_WHAT IS EXPECTED_
Among the records that follow, set down only the lines from the one containing "[locate] wood plank" to the one containing "[locate] fireplace (one", both included, exactly.

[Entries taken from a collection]
◇ ◇ ◇
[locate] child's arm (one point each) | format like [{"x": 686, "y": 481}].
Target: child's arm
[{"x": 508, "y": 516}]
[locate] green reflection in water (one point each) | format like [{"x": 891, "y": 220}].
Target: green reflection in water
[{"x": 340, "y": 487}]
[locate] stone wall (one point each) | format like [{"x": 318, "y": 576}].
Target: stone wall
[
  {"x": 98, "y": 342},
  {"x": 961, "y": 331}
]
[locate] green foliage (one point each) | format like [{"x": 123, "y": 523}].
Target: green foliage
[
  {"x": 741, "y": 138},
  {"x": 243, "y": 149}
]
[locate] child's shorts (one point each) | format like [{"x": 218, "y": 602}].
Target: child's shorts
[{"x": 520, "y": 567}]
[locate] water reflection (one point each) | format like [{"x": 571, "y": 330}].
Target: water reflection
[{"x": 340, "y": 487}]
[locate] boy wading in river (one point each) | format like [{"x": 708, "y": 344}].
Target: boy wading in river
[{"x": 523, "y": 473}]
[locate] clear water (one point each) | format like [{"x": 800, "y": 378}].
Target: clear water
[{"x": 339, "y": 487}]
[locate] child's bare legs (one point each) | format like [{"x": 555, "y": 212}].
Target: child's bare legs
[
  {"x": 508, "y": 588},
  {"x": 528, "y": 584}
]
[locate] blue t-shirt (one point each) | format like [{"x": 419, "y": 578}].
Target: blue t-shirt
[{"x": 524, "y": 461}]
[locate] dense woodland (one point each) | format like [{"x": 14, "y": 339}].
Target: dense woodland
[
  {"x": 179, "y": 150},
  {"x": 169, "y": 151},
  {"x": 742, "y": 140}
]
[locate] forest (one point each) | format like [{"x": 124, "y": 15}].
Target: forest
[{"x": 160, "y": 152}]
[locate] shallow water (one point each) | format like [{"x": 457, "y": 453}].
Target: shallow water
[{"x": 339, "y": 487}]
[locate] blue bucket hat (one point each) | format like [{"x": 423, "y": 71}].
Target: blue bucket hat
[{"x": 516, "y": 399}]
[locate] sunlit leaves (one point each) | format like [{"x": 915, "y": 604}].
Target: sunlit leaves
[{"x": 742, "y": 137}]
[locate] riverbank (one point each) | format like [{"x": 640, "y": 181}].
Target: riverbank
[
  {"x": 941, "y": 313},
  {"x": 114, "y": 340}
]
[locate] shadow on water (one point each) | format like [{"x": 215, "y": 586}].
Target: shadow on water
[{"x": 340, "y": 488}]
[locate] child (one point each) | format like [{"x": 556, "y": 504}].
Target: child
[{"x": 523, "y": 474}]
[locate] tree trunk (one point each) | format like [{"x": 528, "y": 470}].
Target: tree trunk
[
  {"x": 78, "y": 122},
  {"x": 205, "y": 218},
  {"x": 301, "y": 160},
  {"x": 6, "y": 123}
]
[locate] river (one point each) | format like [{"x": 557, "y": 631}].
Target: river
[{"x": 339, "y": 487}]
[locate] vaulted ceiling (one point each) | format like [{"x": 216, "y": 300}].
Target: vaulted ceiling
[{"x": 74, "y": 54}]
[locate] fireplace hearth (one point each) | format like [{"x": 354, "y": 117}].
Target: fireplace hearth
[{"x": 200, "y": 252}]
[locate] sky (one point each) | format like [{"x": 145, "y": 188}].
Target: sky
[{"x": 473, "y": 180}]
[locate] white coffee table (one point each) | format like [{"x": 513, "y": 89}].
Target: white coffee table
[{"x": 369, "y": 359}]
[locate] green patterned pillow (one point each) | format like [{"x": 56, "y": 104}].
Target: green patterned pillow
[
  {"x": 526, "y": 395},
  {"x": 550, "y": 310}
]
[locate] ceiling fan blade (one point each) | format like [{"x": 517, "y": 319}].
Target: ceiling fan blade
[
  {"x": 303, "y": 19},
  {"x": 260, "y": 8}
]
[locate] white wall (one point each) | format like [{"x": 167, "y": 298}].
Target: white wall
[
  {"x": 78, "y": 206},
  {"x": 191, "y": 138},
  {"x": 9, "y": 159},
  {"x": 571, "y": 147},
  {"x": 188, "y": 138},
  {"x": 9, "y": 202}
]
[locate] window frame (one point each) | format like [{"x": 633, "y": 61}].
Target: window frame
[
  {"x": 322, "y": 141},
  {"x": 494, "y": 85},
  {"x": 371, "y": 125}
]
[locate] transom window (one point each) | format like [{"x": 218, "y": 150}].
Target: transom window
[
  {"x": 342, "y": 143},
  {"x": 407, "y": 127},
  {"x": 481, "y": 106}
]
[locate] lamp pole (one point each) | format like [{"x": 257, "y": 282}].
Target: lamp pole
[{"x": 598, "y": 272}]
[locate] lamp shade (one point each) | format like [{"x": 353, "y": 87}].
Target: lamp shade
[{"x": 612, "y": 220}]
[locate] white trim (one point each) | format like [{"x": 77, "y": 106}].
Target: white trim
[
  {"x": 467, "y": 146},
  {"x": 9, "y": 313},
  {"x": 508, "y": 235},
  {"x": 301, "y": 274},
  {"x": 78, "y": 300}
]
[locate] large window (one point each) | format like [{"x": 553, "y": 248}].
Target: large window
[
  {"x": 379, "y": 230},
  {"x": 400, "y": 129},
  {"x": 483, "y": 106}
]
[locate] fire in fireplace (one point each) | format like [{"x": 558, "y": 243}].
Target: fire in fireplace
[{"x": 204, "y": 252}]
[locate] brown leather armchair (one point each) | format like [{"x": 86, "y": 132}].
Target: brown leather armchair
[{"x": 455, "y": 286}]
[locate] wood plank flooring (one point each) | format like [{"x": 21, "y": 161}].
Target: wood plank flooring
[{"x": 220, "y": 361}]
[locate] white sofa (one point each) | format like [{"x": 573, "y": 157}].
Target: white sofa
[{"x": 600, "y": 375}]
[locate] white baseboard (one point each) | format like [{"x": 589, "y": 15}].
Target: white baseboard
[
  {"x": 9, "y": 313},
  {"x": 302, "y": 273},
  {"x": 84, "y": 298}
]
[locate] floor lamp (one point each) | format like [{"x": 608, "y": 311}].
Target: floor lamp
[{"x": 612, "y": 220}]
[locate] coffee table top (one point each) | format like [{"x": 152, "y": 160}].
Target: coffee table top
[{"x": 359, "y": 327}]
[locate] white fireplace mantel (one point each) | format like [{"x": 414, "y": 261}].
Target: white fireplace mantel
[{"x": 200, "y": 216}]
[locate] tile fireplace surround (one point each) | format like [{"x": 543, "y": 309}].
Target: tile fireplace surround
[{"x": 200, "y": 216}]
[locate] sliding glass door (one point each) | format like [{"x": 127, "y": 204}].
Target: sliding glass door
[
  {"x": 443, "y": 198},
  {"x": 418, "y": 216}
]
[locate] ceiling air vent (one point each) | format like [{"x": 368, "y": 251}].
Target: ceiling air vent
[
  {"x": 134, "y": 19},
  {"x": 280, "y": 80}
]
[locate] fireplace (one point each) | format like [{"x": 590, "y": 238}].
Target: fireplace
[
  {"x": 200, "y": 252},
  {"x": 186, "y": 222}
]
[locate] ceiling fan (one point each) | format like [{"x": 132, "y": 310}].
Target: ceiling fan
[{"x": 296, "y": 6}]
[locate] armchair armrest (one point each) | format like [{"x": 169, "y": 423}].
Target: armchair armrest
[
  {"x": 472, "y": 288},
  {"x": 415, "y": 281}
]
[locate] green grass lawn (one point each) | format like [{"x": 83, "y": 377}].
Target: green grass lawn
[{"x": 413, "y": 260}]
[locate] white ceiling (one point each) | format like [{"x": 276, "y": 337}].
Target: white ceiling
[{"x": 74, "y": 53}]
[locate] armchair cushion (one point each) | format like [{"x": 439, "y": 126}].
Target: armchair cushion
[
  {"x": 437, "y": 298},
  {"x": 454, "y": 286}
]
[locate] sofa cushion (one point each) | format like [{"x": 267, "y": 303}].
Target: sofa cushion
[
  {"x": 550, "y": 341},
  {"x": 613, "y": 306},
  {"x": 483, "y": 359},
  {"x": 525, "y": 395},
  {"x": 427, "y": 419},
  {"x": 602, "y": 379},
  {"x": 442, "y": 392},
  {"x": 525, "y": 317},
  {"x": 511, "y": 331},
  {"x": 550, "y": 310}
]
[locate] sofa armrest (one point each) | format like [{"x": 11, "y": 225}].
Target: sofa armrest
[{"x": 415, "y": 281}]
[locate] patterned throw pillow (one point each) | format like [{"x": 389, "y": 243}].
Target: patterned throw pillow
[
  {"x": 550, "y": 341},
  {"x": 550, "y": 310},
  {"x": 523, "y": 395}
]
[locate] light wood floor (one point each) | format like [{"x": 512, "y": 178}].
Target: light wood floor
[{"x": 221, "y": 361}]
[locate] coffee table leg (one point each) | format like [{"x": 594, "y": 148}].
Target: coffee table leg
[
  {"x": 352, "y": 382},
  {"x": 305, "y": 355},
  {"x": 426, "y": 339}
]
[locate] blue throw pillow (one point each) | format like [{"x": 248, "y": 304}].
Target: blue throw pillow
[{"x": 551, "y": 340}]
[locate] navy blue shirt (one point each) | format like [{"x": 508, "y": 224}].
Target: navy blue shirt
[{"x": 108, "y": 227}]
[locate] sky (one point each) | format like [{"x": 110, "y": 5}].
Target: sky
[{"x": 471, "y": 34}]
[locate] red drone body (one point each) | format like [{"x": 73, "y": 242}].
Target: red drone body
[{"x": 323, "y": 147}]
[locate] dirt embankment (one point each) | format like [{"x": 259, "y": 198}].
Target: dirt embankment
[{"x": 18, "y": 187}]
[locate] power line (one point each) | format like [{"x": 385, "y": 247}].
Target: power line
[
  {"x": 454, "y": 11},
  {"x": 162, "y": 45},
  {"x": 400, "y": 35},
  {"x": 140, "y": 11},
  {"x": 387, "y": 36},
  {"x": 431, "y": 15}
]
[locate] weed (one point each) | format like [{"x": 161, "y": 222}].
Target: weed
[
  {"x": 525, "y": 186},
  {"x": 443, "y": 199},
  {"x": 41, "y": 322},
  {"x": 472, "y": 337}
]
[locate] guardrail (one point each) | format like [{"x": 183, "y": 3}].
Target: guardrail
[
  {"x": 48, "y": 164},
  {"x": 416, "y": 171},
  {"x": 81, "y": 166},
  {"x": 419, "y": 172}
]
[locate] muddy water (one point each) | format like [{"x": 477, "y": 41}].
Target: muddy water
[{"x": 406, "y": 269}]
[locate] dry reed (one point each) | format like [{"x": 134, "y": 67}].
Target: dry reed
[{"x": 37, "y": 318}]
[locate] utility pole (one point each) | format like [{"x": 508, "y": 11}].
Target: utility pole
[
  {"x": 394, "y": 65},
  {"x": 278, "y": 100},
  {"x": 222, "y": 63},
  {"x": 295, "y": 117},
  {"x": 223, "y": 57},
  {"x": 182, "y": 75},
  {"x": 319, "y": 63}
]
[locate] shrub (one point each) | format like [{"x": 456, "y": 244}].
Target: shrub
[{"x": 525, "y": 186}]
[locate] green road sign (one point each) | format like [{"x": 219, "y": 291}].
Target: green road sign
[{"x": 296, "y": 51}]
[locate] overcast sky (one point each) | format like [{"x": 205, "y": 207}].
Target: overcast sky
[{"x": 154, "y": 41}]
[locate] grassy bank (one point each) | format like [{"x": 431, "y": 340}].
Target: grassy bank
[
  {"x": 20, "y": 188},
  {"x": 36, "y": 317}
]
◇ ◇ ◇
_RESPONSE_
[locate] wood plank flooring (one point each) | format like [{"x": 21, "y": 161}].
Target: wood plank flooring
[{"x": 220, "y": 361}]
[locate] white sofa (one point each) | format like [{"x": 573, "y": 157}].
Target: white sofa
[{"x": 600, "y": 375}]
[locate] white baseboard (one point each) | format like [{"x": 589, "y": 15}].
Target: white baseboard
[
  {"x": 9, "y": 313},
  {"x": 302, "y": 273},
  {"x": 84, "y": 298}
]
[locate] floor lamp (one point each) | format like [{"x": 608, "y": 311}].
Target: floor lamp
[{"x": 612, "y": 220}]
[locate] coffee table top (one point each) | format like [{"x": 152, "y": 160}].
Target: coffee table top
[{"x": 359, "y": 327}]
[locate] white fireplace mantel (one point each) | format like [{"x": 414, "y": 261}].
Target: white fireplace mantel
[{"x": 200, "y": 216}]
[locate] tile fireplace surround (one point each) | format like [{"x": 543, "y": 309}].
Target: tile fireplace surround
[{"x": 200, "y": 216}]
[locate] sliding glass door (one point each) | format like [{"x": 127, "y": 204}].
Target: sliding glass door
[
  {"x": 443, "y": 198},
  {"x": 418, "y": 216}
]
[locate] ceiling air vent (one point each) | format like [{"x": 368, "y": 251}].
Target: ceiling air vent
[
  {"x": 134, "y": 19},
  {"x": 280, "y": 80}
]
[locate] fireplace (one point each) | format like [{"x": 590, "y": 238}].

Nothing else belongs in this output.